┌─ Records supplied

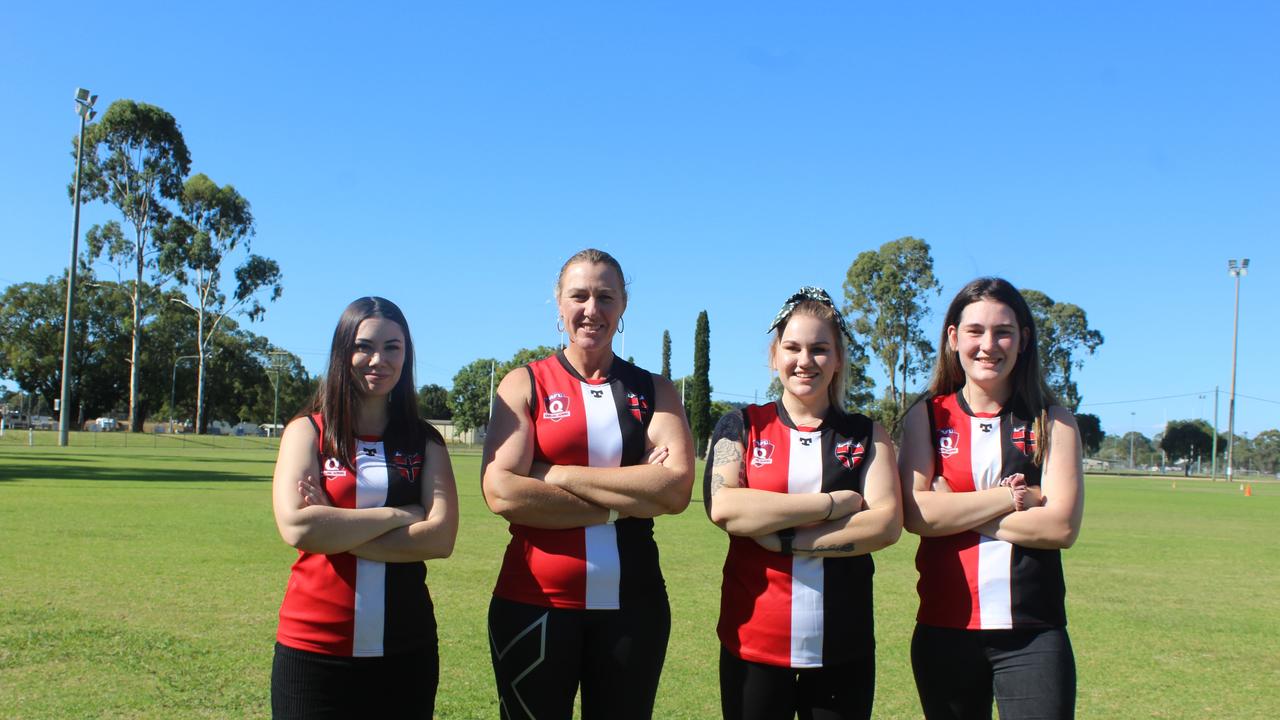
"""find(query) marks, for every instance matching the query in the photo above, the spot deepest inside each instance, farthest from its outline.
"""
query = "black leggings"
(753, 691)
(540, 655)
(316, 687)
(1029, 673)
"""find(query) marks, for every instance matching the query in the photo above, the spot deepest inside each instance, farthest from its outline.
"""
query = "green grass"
(145, 582)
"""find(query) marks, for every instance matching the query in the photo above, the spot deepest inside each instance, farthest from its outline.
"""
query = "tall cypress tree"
(700, 388)
(666, 354)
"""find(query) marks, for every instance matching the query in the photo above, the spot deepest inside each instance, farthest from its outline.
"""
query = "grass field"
(145, 582)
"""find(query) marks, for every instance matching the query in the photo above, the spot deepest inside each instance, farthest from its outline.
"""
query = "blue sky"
(451, 156)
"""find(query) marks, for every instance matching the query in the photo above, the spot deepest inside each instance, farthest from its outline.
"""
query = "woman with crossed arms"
(805, 492)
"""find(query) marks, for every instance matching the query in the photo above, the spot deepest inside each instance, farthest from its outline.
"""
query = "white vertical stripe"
(603, 568)
(984, 454)
(804, 475)
(370, 575)
(603, 450)
(995, 602)
(603, 434)
(993, 556)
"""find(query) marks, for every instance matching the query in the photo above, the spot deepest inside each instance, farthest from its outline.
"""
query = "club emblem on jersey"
(949, 441)
(407, 465)
(1024, 440)
(850, 454)
(638, 405)
(762, 454)
(557, 406)
(333, 468)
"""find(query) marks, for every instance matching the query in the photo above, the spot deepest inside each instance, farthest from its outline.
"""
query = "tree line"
(886, 295)
(183, 269)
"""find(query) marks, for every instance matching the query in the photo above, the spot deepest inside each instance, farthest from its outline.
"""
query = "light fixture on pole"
(1235, 270)
(85, 109)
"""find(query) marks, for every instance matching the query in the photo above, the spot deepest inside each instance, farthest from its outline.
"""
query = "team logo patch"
(850, 454)
(1024, 440)
(949, 442)
(638, 405)
(762, 452)
(557, 406)
(407, 465)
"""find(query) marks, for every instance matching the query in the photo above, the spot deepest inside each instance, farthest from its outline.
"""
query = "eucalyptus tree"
(199, 246)
(135, 160)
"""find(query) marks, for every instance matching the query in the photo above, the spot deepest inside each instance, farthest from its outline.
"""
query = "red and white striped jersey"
(589, 423)
(798, 611)
(969, 580)
(346, 605)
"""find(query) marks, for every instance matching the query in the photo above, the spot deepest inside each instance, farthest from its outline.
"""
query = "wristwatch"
(786, 536)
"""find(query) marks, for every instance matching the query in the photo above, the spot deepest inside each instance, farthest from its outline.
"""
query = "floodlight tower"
(85, 109)
(1237, 270)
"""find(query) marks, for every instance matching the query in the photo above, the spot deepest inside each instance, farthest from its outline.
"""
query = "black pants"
(315, 686)
(1029, 673)
(754, 691)
(542, 655)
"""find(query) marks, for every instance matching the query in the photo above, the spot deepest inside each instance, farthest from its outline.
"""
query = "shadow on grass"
(71, 468)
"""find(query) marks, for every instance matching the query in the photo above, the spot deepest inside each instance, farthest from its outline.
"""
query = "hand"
(845, 502)
(657, 456)
(1034, 496)
(769, 542)
(312, 493)
(1016, 484)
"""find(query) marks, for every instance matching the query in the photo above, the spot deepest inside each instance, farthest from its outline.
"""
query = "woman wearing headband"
(805, 492)
(992, 484)
(584, 450)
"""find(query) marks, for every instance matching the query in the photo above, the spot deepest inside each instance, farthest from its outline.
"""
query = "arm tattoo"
(845, 547)
(726, 451)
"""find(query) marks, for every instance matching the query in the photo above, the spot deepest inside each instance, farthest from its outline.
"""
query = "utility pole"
(1214, 445)
(278, 360)
(1235, 272)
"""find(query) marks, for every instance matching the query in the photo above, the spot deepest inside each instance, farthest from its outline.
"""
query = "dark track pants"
(1029, 673)
(542, 655)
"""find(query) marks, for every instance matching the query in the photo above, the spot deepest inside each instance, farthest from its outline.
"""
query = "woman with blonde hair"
(805, 491)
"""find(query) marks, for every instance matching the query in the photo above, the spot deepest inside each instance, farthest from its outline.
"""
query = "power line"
(1153, 399)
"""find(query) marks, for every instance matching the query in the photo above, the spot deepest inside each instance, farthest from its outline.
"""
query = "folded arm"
(1055, 523)
(931, 514)
(323, 528)
(654, 488)
(752, 513)
(508, 458)
(432, 537)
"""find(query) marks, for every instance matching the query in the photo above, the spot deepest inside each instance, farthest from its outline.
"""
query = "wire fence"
(176, 442)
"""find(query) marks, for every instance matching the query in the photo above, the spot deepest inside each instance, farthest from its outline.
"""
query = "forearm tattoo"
(845, 547)
(726, 451)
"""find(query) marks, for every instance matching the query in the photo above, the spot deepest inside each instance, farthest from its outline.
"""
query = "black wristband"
(786, 536)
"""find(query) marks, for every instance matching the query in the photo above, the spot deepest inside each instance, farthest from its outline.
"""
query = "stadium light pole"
(85, 109)
(1237, 270)
(173, 386)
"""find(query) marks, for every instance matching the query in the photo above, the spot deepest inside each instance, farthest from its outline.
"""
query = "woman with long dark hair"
(365, 491)
(584, 450)
(805, 491)
(992, 483)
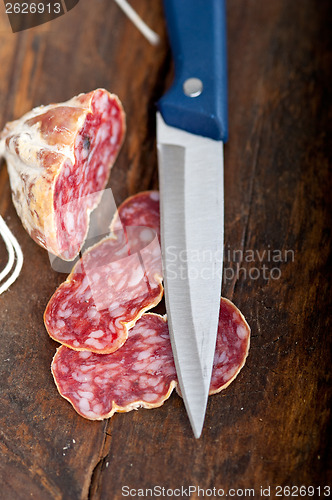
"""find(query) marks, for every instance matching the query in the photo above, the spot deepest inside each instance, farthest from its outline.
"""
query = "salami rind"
(59, 159)
(141, 209)
(142, 372)
(108, 290)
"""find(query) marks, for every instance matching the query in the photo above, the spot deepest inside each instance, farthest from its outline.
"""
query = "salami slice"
(142, 372)
(110, 287)
(141, 209)
(59, 159)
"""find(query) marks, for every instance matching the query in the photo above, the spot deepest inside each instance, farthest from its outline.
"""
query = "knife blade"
(191, 129)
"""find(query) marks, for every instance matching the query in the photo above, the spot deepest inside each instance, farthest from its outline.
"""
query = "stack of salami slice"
(116, 357)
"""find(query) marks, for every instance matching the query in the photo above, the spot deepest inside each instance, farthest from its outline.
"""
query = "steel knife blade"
(191, 129)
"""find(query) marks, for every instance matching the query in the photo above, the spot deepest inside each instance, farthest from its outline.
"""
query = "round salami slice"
(140, 374)
(142, 371)
(110, 287)
(59, 159)
(232, 347)
(141, 209)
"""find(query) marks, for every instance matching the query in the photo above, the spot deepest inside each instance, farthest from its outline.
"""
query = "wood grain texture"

└─

● Brief
Take the data above and repeat it exactly, leaving each picture out.

● Task answer
"""find(query) marks, for every instance matching the query in the photo above, the spot deepest inside each instance, farthest from its outline.
"""
query = "black leggings"
(753, 691)
(540, 655)
(316, 687)
(1029, 673)
"""find(query) marks, for every instance matching the query in the photo above, the spot deepest inside each instance, farthest from its outline.
"""
query = "green grass"
(145, 582)
"""find(query) marks, for every instance matching the query in the photo above, the spot deepest inside each instance, farthest from its outline.
"""
query = "tall cypress tree"
(700, 388)
(666, 354)
"""find(query) marks, for every instance matching the query in the photo above, the spot deepest inside each instance, farthest from its outline.
"""
query = "grass field"
(145, 582)
"""find(query) marks, for every instance matching the query in the photo above, the spot deepest inside each instance, farthest from its outline.
"""
query = "blue sky"
(451, 156)
"""find(query) marks, for every instance matching the query in the photo above, the spot deepest inside each instance, farthest from its outline.
"""
query = "woman with crossed arms"
(805, 492)
"""find(query) marks, for every instance matching the query in the photo above, the spot deepest inside each instance, farthest from its outline.
"""
query = "white vertical stripe"
(603, 568)
(984, 454)
(804, 475)
(370, 575)
(603, 450)
(995, 602)
(603, 434)
(993, 556)
"""find(query) marks, for every instance matching the query in the photo above, the spot deepest inside each instance, farthest from its outline.
"""
query = "club emblem on jersey"
(949, 441)
(407, 465)
(1024, 440)
(850, 454)
(638, 405)
(762, 454)
(557, 406)
(333, 468)
"""find(query) marks, for every instance matching the query in the photo above, the spot deepest inside each instance, farthest from its outline.
"""
query = "tree line"
(886, 295)
(183, 269)
"""find(query) marks, for every instance matching the query in the photo above, the spot deepest inside each instance, farthest from its outline.
"""
query = "light fixture on pole"
(1235, 270)
(85, 109)
"""find(query) marks, for every instance matching the query in the photo above, the spot deepest inside each instance, farthest from its outline.
"""
query = "team logo patch"
(850, 454)
(1024, 440)
(949, 442)
(638, 405)
(762, 452)
(557, 406)
(407, 465)
"""find(query) marks, for every instance matching the query in the photo above, the spot deepest inside each instance, farthest from its outline.
"""
query = "eucalyptus tree"
(199, 246)
(135, 160)
"""find(query) marks, for every instance matching the query in the photo above, the spot deepest inside each instance, farthest from its outline.
"""
query = "red and white striped jersey"
(589, 423)
(798, 611)
(969, 580)
(346, 605)
"""find(query) marks, for every instance matching the query in the photo above, the spot deepest inside each instance, farthest from its outline.
"""
query = "wristwatch"
(786, 536)
"""find(query) marks, for every instance matching the query in the photo above, the spot deepest inside each instance, farthest from its outline.
"""
query = "floodlight tower"
(85, 109)
(1237, 270)
"""find(query) marks, for every instance matching the query in the photo above, the spot deepest inside each instance, farthest from its outline.
"""
query = "black pants"
(315, 686)
(1029, 673)
(754, 691)
(542, 655)
"""find(query) marks, for every instance matching the query in the photo above, the spot deepest inside each instance, farthest from its outline.
"""
query = "shadow on grass"
(71, 468)
"""find(query) marks, for every instance matching the query in the photo above, the spot deepest inside each instance, farthest from its outline.
"""
query = "hand"
(845, 502)
(657, 456)
(1034, 496)
(769, 542)
(312, 493)
(1016, 484)
"""find(query) marks, for every instance matching the query in the photo above, the spot deepest inside each instance, farthest from its outline.
"""
query = "woman wearing headband"
(805, 492)
(992, 484)
(584, 450)
"""find(query) marks, for every instance matching the query in the photo above, the spot deepest inside each instance, farthest from its outline.
"""
query = "arm tattoo"
(845, 547)
(726, 451)
"""find(query) marks, for every instance matching the query in the photo above, the spot deepest inside each instance, farthest from its outline.
"""
query = "utility pole"
(1214, 445)
(278, 360)
(1235, 272)
"""find(query) marks, for every instance matching the query in the photo above, the spot deepest inside each instance, farthest from its outline.
"""
query = "dark track pants"
(1029, 673)
(542, 655)
"""find(query) marks, for every instance matching the query in the photo above, the spot deepest inside each instance, farthest from its outline.
"""
query = "woman with blonde hair"
(805, 491)
"""find(query) marks, for every instance matching the query in the photo above, the spot deepest inside each instance, farthest from its outline.
"""
query = "power line"
(1153, 399)
"""find(query) marks, for every instance matching the query in the photo above, the spot deepest inside each instance, farthest from its outline.
"""
query = "folded arm"
(1055, 523)
(931, 514)
(323, 528)
(654, 488)
(752, 513)
(508, 458)
(432, 537)
"""find(query) marks, for every instance matching the query in the photo above, the spot deepest inside each instance, farthest from its outline.
"""
query = "wire fence"
(176, 442)
"""find(query) marks, for every instance matching the query in the photo above, the spot deepest inside each instance, farthest from its outline.
"""
query = "forearm tattoo"
(845, 547)
(726, 451)
"""find(query) marks, for every instance matching the query in the photo above, the spot deepest inside each instance, farthest from its outline.
"""
query = "black wristband"
(786, 536)
"""find(query) marks, for every instance matching the query in the photo above, the spot deepest inside each instance, farthest from its outline.
"""
query = "stadium light pole"
(85, 109)
(1237, 270)
(173, 386)
"""find(query) marks, for every instance matching the query in the photo above, the spot deepest inside each instance, farthest from its outline.
"""
query = "woman with long dark hair"
(365, 491)
(584, 450)
(805, 491)
(992, 483)
"""find(query) marks, for every instance matching the query in the photo above, the spot deepest inside each instance, farthest from its outline.
"""
query = "salami rind"
(59, 159)
(141, 209)
(142, 372)
(108, 290)
"""find(query) marks, for every instance matching the query in the photo above, the spot deepest inside each instance, farthest from its outline.
"""
query = "salami slice"
(142, 372)
(110, 287)
(141, 209)
(59, 159)
"""find(query) marks, for every instance matching the query in the photo above, the spot deepest inside each instance, farthest from its outline.
"""
query = "knife blade"
(191, 129)
"""find(query) marks, for every instance matching the query in the photo above, the spot deepest inside each instance, farthest from its outline.
"""
query = "stack of salami slice"
(116, 357)
"""find(query) marks, for every instance matching the query in the photo above, the spot deepest inside each instance, farthest from its outline.
"""
query = "steel knife blade"
(191, 129)
"""find(query) marks, for every instance matching the query in the photo above, the spot deepest inside each instance, farthest from its outline.
"""
query = "round salami slice"
(140, 374)
(142, 371)
(110, 287)
(59, 159)
(232, 347)
(141, 209)
"""find(query) marks, for every instance matching the query in the photo above, the spot deepest inside each instance, farthest from its outline.
"""
query = "wood grain texture"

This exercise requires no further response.